Exercise prompt: Can you pick up the passage on the acne pen device after its last sentence and continue it?

Passage shown:

This configuration allows the blue-light therapy to emit through
the top cover 114 to a target treatment area.
[0025] FIG. 2 illustrates multiple perspective views of a skin
treatment device, according to one embodiment. As illustrated in
the embodiment of FIG. 2, the acne pen 100 further comprises a
charging port 200. The charging port 200 is configured to charge
the power source within the acne pen 100. In the embodiment of FIG.
2, the charging port 200 is located along the length of the housing
102 on the opposite side from the function button 110. In other
embodiments, the charging port 200 can be located on various sides
of the housing 102 or on the bottom cover 108. FIG. 2 also
illustrates the central hole or opening of the top cover 106
through which the blue-light therapy can emit, as previously
described with regards to FIG. 1A.
[0026] FIG. 3 illustrates an exploded view of components within a
skin treatment device, according to one embodiment. Some
embodiments of the acne pen 100 have different components than
those described here. Similarly, in some cases, functions can be
distributed among the components in a different manner than is
described here. For example, the exploded view shown in FIG. 3
illustrates the components of the acne pen 100 as illustrated in
the embodiment of FIG. 1A. The acne pen 100 has a varying structure
for the top cover 106 that is different from the top cover 114 of
FIG. 1B, as described with regards to FIGS. 1A and 1B. The acne pen
100 includes a plurality of external components and a plurality of
internal components that will be described in further detail.
[0027] The external components of the acne pen 100 comprise the
aforementioned housing 102, the housing cover 104, the top cover
106, the bottom cover 108, the function button 110, and the
charging port 200. The housing 102 is comprised of an upper shell
302 and a lower shell 304. The upper shell 302 and the lower shell
304 couple to form the housing 102. In the embodiment of FIG. 3,
the lower shell 304 has a cavity which secures the internal
components of the acne pen 100. The upper shell 302 is configured
to reciprocally secure to the lower shell 304.
[0028] The internal components of the acne pen 100 comprise a top
cover base 306, a sensor 308, a lens 310, a lens holder 312, a
light-emitting board (LEB) 314, an LEB holder, and a mirror 318,
each aligned along an alignment axis 319. The internal components
further comprise a vibration motor 320, a motor bracket 322, a
battery 324, and a printed circuit board assembly 326.
[0029] The internal components form a positioning mechanism, a
safety triggering mechanism, and a treatment mechanism. The
positioning mechanism allows a user to accurately position the acne
pen 100 at a treatment area to deliver blue-light therapy. The
safety triggering mechanism ensures that blue-light therapy isn't
delivered to sensitive areas, such as a user's eyes. The treatment
mechanism delivers the blue-light therapy to a treatment area. Each
of these mechanisms and the respective components involved will be
discussed in further detail with regards to the following
figures.

Records shown:

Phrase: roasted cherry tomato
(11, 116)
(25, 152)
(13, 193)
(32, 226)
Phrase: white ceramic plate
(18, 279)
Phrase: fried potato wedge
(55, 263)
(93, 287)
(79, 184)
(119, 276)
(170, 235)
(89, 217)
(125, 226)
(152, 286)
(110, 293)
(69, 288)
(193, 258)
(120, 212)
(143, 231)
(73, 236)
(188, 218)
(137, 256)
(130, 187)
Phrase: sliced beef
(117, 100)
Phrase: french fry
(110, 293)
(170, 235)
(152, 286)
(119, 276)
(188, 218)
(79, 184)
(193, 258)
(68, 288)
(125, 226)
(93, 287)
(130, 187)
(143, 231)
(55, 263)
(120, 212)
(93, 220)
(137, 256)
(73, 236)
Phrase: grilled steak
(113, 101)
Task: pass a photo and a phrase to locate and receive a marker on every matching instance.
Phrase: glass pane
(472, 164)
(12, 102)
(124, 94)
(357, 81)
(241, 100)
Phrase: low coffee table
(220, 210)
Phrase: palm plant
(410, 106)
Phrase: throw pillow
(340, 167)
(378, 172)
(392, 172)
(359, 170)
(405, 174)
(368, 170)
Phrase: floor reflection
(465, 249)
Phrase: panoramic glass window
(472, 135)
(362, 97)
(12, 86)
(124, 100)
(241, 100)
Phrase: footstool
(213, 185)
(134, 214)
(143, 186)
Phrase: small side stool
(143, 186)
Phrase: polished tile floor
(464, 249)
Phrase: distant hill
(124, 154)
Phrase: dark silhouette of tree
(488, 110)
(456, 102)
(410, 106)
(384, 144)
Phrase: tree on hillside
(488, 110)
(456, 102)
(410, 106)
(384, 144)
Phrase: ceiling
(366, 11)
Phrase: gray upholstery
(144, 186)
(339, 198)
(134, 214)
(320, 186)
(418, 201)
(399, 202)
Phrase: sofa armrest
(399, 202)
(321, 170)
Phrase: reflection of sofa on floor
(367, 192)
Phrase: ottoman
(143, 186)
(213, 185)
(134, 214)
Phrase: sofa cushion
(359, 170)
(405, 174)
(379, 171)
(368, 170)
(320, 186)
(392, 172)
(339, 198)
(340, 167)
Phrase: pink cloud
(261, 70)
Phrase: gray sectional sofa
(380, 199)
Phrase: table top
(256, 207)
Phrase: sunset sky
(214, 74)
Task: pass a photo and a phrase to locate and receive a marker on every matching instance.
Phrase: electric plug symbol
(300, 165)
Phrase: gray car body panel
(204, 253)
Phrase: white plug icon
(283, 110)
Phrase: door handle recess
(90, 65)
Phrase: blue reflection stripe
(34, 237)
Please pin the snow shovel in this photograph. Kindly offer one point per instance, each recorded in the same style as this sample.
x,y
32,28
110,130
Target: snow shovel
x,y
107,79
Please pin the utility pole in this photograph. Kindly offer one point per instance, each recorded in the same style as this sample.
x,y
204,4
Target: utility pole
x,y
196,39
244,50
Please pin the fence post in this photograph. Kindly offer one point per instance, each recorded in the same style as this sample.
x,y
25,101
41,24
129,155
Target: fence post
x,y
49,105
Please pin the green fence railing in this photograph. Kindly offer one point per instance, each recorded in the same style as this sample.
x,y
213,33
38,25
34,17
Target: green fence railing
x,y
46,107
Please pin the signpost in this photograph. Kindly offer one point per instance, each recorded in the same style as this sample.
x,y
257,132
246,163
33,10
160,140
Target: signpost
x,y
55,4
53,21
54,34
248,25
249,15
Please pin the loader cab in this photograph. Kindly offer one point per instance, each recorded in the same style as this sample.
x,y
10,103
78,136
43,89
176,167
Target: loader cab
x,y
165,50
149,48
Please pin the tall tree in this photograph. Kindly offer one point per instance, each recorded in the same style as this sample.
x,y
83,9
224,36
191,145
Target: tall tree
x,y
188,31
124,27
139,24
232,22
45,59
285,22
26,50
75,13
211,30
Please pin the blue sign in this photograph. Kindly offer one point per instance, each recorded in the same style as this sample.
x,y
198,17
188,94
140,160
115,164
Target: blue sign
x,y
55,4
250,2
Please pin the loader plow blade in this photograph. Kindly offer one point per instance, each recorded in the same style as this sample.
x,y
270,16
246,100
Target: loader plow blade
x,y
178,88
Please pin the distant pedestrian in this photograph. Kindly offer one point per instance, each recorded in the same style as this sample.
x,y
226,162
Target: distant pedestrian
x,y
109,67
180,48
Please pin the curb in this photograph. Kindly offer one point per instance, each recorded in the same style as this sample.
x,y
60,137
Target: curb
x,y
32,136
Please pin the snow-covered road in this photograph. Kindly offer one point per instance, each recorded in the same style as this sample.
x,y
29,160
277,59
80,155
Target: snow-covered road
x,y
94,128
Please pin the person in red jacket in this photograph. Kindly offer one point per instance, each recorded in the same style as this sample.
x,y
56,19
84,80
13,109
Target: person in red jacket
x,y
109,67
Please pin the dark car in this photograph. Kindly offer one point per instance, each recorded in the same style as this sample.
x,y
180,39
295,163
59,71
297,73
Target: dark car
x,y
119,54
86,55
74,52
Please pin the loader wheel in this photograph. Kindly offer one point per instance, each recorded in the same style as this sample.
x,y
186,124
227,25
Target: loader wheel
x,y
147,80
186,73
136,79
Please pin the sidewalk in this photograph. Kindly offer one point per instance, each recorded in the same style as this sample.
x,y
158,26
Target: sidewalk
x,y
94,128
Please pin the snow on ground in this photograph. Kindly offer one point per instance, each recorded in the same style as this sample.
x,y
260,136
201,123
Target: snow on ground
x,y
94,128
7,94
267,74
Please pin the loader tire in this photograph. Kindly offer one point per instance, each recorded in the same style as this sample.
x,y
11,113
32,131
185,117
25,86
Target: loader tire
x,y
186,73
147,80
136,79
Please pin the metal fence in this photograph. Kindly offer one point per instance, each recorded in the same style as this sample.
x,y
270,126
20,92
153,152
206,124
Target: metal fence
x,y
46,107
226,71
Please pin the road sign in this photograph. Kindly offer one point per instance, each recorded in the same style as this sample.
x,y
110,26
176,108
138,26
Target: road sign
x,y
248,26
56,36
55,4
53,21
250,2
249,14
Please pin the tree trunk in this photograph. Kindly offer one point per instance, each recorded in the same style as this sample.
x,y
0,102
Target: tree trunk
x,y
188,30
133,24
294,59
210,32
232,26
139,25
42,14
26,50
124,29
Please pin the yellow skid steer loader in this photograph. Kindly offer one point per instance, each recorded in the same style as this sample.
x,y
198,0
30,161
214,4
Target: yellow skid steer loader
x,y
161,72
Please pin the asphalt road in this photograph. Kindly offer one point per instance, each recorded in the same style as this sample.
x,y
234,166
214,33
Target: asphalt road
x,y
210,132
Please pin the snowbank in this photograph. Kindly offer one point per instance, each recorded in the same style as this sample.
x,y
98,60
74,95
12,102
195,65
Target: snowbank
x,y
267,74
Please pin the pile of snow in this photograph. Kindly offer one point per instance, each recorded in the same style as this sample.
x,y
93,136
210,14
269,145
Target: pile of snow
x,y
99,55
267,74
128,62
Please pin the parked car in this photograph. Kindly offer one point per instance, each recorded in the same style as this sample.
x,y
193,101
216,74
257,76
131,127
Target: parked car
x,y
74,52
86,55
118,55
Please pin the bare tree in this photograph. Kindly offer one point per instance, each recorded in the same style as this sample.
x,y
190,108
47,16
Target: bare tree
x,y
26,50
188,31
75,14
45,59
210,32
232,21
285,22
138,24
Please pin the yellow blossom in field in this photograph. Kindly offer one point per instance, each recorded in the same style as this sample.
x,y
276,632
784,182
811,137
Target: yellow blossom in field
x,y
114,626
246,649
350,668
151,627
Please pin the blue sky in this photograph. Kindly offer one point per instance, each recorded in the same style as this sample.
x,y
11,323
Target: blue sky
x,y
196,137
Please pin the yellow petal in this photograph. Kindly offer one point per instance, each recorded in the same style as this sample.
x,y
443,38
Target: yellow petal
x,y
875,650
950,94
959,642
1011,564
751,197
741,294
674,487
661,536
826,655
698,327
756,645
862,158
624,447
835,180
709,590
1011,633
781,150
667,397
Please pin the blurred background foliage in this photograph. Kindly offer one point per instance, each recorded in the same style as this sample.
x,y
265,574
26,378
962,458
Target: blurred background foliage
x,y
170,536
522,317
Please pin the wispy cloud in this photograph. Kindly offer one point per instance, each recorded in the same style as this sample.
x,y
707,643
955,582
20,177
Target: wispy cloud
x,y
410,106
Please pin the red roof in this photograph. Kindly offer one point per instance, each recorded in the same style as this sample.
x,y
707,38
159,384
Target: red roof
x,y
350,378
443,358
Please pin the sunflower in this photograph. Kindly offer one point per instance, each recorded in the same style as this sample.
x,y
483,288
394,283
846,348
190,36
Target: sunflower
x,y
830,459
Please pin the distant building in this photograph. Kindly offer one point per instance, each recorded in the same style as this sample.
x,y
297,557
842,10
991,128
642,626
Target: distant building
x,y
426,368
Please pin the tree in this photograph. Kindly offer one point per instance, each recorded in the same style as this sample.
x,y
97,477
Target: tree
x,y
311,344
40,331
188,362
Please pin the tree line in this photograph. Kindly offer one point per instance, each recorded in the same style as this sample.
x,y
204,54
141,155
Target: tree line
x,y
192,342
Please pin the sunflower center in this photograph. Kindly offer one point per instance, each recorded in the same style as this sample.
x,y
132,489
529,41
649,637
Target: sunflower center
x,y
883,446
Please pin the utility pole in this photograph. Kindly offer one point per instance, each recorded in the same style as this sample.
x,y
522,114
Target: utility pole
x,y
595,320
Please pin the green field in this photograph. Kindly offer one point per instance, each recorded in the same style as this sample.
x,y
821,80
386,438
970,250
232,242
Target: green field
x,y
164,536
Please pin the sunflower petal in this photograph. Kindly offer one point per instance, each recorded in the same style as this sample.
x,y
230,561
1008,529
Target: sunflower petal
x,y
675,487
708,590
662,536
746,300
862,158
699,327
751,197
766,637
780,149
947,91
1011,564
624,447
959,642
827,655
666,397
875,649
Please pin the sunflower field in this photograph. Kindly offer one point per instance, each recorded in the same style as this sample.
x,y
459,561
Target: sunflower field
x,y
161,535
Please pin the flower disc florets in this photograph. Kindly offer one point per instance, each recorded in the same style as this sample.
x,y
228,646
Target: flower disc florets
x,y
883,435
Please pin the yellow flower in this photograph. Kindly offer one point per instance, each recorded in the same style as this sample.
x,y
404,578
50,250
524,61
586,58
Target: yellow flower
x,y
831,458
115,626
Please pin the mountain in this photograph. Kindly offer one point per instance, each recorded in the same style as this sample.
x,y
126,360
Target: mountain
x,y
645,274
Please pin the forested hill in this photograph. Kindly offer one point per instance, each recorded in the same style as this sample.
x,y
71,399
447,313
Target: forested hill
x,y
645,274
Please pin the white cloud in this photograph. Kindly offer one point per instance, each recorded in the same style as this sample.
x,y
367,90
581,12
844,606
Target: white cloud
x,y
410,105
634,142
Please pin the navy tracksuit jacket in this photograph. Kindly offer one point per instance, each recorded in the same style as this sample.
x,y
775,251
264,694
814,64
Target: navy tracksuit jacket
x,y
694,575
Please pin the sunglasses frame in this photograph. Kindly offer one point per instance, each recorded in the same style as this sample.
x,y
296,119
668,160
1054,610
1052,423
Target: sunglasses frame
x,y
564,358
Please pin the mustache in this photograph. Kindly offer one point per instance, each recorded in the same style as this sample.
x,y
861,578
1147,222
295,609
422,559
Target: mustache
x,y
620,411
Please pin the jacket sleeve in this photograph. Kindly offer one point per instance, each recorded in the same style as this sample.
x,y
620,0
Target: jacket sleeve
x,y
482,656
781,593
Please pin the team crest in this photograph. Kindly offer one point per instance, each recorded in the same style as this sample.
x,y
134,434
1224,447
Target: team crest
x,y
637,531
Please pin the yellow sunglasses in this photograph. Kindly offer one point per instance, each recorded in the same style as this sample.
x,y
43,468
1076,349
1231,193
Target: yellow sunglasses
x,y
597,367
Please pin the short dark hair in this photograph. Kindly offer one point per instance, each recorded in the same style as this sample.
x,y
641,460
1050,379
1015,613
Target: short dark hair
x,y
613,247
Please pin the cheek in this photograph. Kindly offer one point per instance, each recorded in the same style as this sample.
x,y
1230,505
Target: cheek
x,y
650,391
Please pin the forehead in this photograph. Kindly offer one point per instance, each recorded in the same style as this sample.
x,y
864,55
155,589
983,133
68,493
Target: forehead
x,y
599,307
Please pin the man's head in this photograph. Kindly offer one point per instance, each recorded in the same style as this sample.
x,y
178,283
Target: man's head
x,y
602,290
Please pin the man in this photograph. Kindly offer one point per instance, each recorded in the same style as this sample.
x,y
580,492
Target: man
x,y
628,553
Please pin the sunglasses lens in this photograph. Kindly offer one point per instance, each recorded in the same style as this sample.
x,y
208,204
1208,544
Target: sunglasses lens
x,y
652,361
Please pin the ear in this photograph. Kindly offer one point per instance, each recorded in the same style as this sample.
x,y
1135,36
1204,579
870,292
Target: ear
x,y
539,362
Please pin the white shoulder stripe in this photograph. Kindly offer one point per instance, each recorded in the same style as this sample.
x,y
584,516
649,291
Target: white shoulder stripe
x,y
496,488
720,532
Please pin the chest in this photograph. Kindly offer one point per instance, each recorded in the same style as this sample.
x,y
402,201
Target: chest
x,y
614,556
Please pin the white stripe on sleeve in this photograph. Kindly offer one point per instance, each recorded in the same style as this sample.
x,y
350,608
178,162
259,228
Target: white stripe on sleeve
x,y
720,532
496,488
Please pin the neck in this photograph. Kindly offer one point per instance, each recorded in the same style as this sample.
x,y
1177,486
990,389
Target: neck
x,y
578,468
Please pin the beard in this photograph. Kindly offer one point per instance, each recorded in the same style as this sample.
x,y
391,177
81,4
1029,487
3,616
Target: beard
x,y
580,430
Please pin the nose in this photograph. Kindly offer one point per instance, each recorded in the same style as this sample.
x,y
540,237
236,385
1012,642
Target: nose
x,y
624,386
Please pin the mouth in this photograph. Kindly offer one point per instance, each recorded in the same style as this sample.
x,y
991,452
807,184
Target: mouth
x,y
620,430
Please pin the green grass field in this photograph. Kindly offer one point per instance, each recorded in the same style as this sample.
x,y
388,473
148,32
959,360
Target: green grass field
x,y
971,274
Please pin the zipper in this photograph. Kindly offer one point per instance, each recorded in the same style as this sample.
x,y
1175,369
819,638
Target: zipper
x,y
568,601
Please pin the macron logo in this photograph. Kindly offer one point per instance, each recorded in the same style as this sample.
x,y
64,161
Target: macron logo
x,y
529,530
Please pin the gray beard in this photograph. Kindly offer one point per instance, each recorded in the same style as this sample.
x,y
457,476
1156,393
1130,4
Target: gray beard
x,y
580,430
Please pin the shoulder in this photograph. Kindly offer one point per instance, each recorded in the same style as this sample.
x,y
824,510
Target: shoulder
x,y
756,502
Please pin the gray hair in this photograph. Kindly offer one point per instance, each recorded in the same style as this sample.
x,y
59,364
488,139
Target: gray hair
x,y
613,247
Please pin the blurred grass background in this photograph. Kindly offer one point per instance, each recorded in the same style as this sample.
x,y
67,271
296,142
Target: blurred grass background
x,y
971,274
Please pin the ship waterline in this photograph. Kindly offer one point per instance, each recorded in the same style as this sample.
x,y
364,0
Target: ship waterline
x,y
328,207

Result for this exercise:
[0030] The vibration motor 320 is configured to create vibrations
within the acne pen 100. In some embodiments, the acne pen 100 may
have a micro-vibration massaging mode, in which a user uses the
acne pen 100 to massage parts of the human body. The vibration
motor 320 is mounted with a motor bracket 322 within the middle of
the housing 102, such that the micro-vibrations of the vibration
motor 320 are evenly distributed to the side walls of the acne pen,
achieving optimal massaging effects. In other embodiments, the
vibration motor 320 is located near an end of the housing 102, such
that the micro-vibrations are focused at end to deliver targeted
massaging effects. In some embodiments, the vibration motor 320 can
be used to indicate the duration of treatment time to a user.
[0031] The battery 324 provides a power source for the acne pen
100. The battery 324 can have various forms, e.g. button cell, dry
battery, or storage battery. In the embodiment of FIG. 3, the
battery 324 is a lithium polymer battery, which is a type of
storage battery, allowing the acne pen 100 to be used wirelessly.
The battery 324 is secured within a cavity of the housing 102 via a
battery holder and is configured to be charged via the charging
port 200. In some embodiments, the acne pen 100 may powered by a
wire electrical source or by a combination of the power sources
described herein.
[0032] In some embodiments, the acne pen 100 may have one or more
LEDs (not shown) located on the outside of the housing 102. The one
or more LEDs act as an indicator and may indicate treatment time,
treatment intensity, battery power levels, mode setting, or any
combination thereof. The one or more indicator LEDs can be a
variety of colors and sizes and can be arranged such that the LEDs
illustrate a progression bar or level. The type of indication
displayed by the one or more LEDs is in response to commands from
the printed circuit board assembly 326.
[0033] The printed circuit board assembly (PCBA) 326 controls the
operation of the acne pen 100. In the embodiment of FIG. 3, the
PCBA 326 is configured to receive one or more requests from the
user via the function button 110 and, in response to the one or
more requests, the PCBA 326 sends commands to the appropriate
internal components to execute the request. For example, the user
may press the function button 110 to power on the acne pen 100, the
request is relayed to the PCBA 326, and the PCBA 326 may command
the battery 324 to power on the acne pen 100. In some embodiments,
the PCBA 326 comprises a timing circuit and an automatic shutdown
circuit.
[0034] The timing circuit is configured to monitor the duration of
time that the acne pen 100 delivers blue-light therapy. The timing
circuit can help to inform a user of the passage of time while the
acne pen 100 is in operation, or, in some cases, to prevent a user
from experiencing over-exposure to blue-light therapy, which could
lead to skin damage. The timing circuit may send signals to the
PCBA 326 to activate the one or more indicator LEDs (not shown) at
certain time intervals to keep a user visually informed and
reminded of the duration of treatment. In some embodiments, the
timing circuit may send signals to the PCBA 326 to activate the
vibration motor 320 to tactilely alert the user of the duration of
treatment.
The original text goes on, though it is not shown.